§ **About this exercise**
Starting at the line that contains "Label the sign", write out each line through the end of the data below, exactly as it stands. Skip any pictures.

§ **Referring expression data**
□ □ □ □
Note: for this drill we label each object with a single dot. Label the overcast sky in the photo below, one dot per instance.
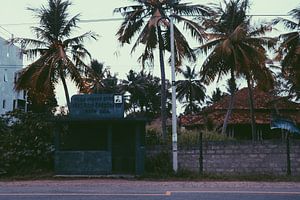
(17, 20)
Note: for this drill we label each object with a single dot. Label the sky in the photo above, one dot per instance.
(16, 19)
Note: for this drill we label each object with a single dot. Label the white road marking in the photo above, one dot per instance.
(236, 192)
(82, 194)
(167, 193)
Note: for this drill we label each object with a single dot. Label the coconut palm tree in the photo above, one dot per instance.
(289, 50)
(146, 19)
(191, 91)
(95, 75)
(236, 48)
(58, 54)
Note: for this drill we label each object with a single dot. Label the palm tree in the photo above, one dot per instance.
(144, 93)
(95, 75)
(237, 48)
(147, 18)
(289, 51)
(58, 54)
(190, 90)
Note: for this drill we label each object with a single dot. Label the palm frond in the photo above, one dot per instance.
(70, 25)
(80, 39)
(195, 29)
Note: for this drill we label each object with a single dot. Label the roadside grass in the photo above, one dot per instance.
(182, 175)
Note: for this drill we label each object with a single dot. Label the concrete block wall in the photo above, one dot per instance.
(243, 157)
(267, 157)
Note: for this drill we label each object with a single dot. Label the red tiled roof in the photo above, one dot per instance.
(263, 104)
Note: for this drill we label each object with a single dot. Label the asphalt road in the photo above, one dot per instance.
(100, 189)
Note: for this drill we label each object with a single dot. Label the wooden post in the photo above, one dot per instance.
(201, 153)
(288, 158)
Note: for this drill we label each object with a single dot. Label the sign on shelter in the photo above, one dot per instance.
(98, 106)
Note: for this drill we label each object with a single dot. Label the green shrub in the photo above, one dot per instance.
(191, 137)
(26, 144)
(159, 164)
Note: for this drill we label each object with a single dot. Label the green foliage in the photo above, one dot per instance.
(188, 138)
(26, 144)
(159, 163)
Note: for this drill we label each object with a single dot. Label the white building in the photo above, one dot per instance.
(11, 62)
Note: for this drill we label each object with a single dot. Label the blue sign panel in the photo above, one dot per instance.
(98, 106)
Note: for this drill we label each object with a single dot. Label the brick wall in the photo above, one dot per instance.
(268, 157)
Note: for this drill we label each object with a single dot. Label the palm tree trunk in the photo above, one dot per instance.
(230, 106)
(251, 105)
(63, 80)
(163, 87)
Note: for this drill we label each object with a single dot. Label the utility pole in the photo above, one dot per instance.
(174, 117)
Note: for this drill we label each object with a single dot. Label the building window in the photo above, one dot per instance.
(3, 104)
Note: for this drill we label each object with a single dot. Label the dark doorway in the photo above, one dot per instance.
(123, 150)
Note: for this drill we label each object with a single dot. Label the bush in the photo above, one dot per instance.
(26, 143)
(191, 137)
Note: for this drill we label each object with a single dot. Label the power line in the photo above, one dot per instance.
(120, 19)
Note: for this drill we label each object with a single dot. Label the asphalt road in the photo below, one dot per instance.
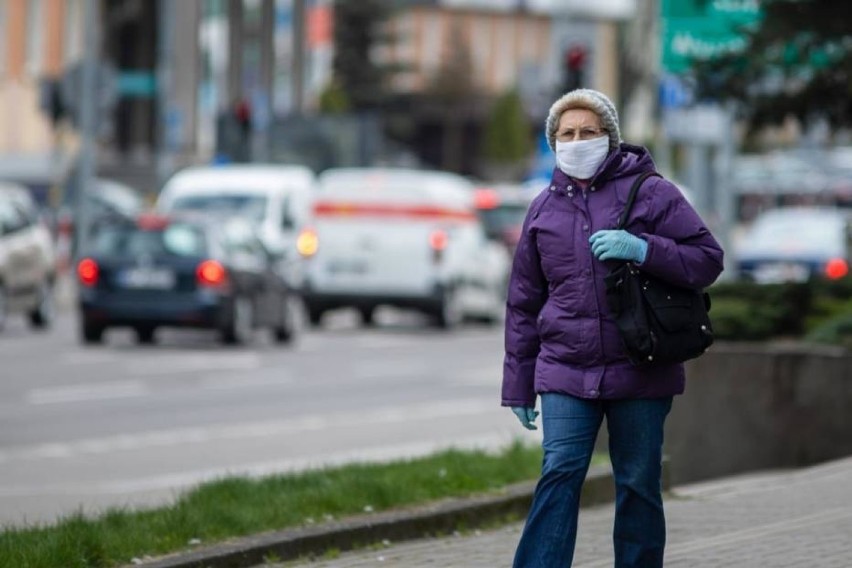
□ □ □ □
§ **Task response**
Note: for this drill we label each object with a single dot. Label the sign on shelter in the photo above, one dot per instance.
(98, 106)
Note: for this drill we label each object with a single dot. Label the green shrub in the photo above, one dot per instance.
(191, 137)
(26, 144)
(159, 164)
Note: for this drill we label each object with a single dot. Label the green foliage in the photo above, one dot per instance.
(188, 138)
(26, 144)
(159, 163)
Note: for this drill we label each object with a single dot. Label the white building in the photo above, one dot per instance.
(11, 62)
Note: for this drill we label each object with a single dot. Label the blue sign panel in the photo above, one dot per instance.
(98, 106)
Note: for this drill we label each object with a single dot. Label the brick wall in the photo above, one dot per instance.
(268, 157)
Note: for this drill we label each object with a single dot. Label the palm tree trunk in the photo above, one dot per instance.
(230, 106)
(251, 105)
(63, 80)
(163, 87)
Note: for this drill we label each object with a single dot. Label the utility pole in the photo above, one dot per instance.
(174, 117)
Note: for this drill we label each object with a single dot. Label the building window in the photo above, one dot per instance.
(3, 104)
Note: for this drill we label each object with a single dot. Label the dark doorway in the photo above, one dot per instance.
(123, 150)
Note: for this drill we label each object with a single dot. Label the bush in the photo above, one dot per instance.
(26, 143)
(191, 137)
Note: for this drill we label each object with a single dot. Label the power line in the photo above, one dot per instance.
(120, 19)
Note: for this drill we label each object with a single dot. Label the asphalt road in the photo below, one dot per instance.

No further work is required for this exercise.